##### EXTRACT TO READ #####

As suspicions over poor vaccine management by the Moon Jae-in administration, which led nationwide vaccinations during the COVID-19 pandemic, resurface, calls to hold Jung Eun-kyeong, who was head of the Korea Disease Control and Prevention Agency at the time and is now the Minister of the Ministry of Health and Welfare, accountable are reigniting. Despite the Board of Audit and Inspection's findings and complaints filed by civic groups, police dismissed the cases, fueling the controversy instead.
The Yeongdeungpo Police Station in Seoul said on the 28th that it had dismissed on the 1st of this month a case in which former President Moon Jae-in, Minister Jung Eun-kyeong, and former Health and Welfare Minister Kwon Deok-cheol were accused of abuse of authority, dereliction of duty, and violating the Pharmaceutical Affairs Act, among other charges. Police closed the case without a separate investigation, determining that the charges were not established.
However, the investigation is not completely over. The Gangnam Police Station in Seoul is separately investigating the same issue after receiving a complaint alleging that authorities "pushed ahead with vaccinations while concealing reports of foreign substances in vaccines." On the 2nd of this month, it booked the former president and the minister and questioned the complainant.
The controversy stems from safety issues raised during the vaccination process. Reports of deaths after some vaccinations and adverse reactions fueled distrust, and some civic groups, including the "Coalition of Families of COVID-19 Vaccine Victims," claim the government pushed ahead with vaccinations while downplaying or concealing related information.

##### DATA RECORDS #####

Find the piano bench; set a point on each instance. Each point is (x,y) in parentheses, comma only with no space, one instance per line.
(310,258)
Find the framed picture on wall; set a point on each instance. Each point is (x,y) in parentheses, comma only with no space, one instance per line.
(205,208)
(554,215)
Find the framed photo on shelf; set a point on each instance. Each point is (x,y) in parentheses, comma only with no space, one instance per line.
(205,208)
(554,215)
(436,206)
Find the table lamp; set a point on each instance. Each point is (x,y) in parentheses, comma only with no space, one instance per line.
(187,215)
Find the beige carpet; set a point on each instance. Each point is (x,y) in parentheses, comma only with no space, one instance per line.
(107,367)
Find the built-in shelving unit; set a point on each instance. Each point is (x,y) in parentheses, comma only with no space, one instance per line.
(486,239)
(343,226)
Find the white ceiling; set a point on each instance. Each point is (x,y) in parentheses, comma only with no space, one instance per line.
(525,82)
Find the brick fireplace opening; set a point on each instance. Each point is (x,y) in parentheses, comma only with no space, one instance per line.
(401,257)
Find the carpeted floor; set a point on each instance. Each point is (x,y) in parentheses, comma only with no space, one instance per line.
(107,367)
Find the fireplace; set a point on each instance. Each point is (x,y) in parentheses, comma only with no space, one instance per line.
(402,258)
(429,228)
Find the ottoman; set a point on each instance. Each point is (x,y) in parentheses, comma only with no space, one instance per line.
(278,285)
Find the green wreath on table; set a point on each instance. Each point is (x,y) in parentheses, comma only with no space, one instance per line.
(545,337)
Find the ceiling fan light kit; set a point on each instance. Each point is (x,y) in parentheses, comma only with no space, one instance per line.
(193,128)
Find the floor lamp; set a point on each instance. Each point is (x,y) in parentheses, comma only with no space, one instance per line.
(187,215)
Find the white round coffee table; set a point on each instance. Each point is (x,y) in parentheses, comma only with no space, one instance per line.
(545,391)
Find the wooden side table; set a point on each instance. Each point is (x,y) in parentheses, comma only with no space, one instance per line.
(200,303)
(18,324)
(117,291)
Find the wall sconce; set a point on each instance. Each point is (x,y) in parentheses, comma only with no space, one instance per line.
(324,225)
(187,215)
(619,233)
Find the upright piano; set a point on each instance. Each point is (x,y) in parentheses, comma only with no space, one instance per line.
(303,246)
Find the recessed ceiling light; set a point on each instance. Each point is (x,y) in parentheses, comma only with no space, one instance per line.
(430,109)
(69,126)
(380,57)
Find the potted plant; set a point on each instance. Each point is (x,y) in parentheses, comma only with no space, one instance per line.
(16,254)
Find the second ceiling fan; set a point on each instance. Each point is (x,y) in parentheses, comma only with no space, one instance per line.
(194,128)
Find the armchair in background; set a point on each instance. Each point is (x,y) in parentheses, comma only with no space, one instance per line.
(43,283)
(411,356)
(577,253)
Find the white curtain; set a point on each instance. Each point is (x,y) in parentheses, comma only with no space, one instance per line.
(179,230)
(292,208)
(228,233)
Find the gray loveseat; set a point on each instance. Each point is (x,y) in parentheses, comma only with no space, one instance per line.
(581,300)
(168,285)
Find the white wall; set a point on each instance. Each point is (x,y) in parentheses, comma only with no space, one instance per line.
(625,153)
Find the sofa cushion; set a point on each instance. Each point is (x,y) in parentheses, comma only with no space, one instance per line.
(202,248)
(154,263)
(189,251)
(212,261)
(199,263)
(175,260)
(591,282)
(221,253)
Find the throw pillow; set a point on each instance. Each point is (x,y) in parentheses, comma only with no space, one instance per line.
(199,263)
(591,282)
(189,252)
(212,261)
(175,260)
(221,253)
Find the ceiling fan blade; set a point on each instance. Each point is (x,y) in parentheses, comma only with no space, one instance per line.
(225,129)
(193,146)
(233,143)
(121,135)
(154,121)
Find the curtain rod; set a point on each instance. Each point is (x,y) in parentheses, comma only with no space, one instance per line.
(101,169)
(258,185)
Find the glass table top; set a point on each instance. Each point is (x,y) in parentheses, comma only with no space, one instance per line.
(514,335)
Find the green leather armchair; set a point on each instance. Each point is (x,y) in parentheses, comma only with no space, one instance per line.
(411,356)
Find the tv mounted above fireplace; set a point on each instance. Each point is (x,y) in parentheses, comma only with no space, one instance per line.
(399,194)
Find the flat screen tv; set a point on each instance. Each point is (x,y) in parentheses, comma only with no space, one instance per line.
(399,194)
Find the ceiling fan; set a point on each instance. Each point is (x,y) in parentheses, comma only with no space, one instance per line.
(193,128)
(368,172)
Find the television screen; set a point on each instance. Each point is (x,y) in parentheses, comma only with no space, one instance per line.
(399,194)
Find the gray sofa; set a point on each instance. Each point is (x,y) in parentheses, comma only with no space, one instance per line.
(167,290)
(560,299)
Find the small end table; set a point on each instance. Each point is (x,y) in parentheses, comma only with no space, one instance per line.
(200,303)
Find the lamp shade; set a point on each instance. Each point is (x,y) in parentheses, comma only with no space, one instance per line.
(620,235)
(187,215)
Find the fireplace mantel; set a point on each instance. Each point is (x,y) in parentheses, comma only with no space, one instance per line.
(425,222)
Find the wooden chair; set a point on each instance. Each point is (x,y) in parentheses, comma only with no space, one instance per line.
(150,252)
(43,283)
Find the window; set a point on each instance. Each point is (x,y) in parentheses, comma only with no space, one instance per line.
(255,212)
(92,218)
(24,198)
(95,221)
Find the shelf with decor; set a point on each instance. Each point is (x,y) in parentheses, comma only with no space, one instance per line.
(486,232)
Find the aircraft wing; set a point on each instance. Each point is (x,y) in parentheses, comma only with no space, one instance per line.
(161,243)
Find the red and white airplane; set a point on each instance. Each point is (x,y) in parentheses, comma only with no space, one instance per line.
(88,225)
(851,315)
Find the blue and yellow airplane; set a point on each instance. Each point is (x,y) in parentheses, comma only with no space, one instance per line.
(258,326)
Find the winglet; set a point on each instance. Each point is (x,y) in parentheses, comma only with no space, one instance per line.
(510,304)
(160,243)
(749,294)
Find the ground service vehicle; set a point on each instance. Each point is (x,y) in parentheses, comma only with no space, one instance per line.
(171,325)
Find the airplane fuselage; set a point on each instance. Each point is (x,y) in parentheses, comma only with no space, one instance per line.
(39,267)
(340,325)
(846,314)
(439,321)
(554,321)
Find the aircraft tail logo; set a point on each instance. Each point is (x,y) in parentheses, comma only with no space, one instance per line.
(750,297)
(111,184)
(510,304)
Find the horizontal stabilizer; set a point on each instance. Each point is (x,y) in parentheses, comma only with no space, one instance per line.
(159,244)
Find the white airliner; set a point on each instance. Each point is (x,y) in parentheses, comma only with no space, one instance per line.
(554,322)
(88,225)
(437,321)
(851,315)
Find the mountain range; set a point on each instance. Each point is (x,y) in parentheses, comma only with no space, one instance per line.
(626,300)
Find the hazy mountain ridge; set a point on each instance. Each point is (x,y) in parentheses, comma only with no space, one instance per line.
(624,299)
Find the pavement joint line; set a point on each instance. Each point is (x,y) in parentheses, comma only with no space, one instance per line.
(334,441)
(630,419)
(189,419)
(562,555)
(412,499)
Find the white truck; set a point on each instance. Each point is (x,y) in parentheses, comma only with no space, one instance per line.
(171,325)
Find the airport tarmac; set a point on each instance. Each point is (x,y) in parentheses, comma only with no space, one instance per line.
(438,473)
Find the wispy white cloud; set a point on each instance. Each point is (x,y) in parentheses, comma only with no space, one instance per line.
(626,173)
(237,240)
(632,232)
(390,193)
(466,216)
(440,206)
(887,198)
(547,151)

#####

• REQUIRED WORK
(1) In the article on COVID-19 vaccine management, rewrite the passage that begins at the words "The controversy stems" and stops after "concealing related information.", replacing "civic groups" with "advocacy groups".
(2) Continue the article on COVID-19 vaccine management from where it stops.

• EXERCISE RESULTS
(1)
The controversy stems from safety issues raised during the vaccination process. Reports of deaths after some vaccinations and adverse reactions fueled distrust, and some advocacy groups, including the "Coalition of Families of COVID-19 Vaccine Victims," claim the government pushed ahead with vaccinations while downplaying or concealing related information.

(2)
The Board of Audit and Inspection also pointed to problems. According to the report "Assessment and analysis of the COVID-19 response" released in February, a total of 1,285 reports of foreign substances in vaccines were received. Of these, cases of rubber stopper fragments from vials accounted for the majority (65%), and 127 reports (9.9%) involved substances of concern such as mold, hair, and silicon dioxide.
The issue lies in the response. Under the current manual, when a foreign substance is found, the disease agency must request a quality review from the drug safety authority, but the Board of Audit and Inspection said the disease agency did not notify the authority and only informed the manufacturer, then accepted the manufacturer's own findings without separate verification. It also confirmed that between 2021 and 2023, 2,703 people received vaccines past their expiration dates.
The disease agency immediately pushed back. It said all vaccine lots reported to contain foreign substances were fully quarantined and not actually administered, and no quality issues were found among 14.2 million doses from the same lot numbers.
Political sparring is also intensifying. Representative Kim Mi-ae of the People Power Party, the opposition secretary on the National Assembly Health and Welfare Committee, said, "The ruling party must agree to a parliamentary investigation to uncover the full truth, punish those responsible, and craft measures to prevent a recurrence."
The problem is that the controversy could affect current quarantine policies. With new variants emerging and a possible summer resurgence raised, vaccinations are again being recommended, but concerns are growing that already low vaccination rates could be compounded by distrust in the management system.
Amid the controversy over poor vaccine management, Minister Jung's policy burdens are mounting. Multiple complex tasks are piling up at once, from expanding medical personnel and overhauling essential care to addressing supply chain issues.
The government recently finalized an increase in enrollment for 32 medical schools outside Seoul and announced a plan to select all additional students as regional physicians. It must simultaneously address the structural challenge of filling gaps in essential regional care.
As staffing shortages worsen in medically underserved areas that have long relied on public health doctors, calls are growing for more fundamental measures. The current "emergency support project for health care in underserved areas" is being criticized as a stopgap.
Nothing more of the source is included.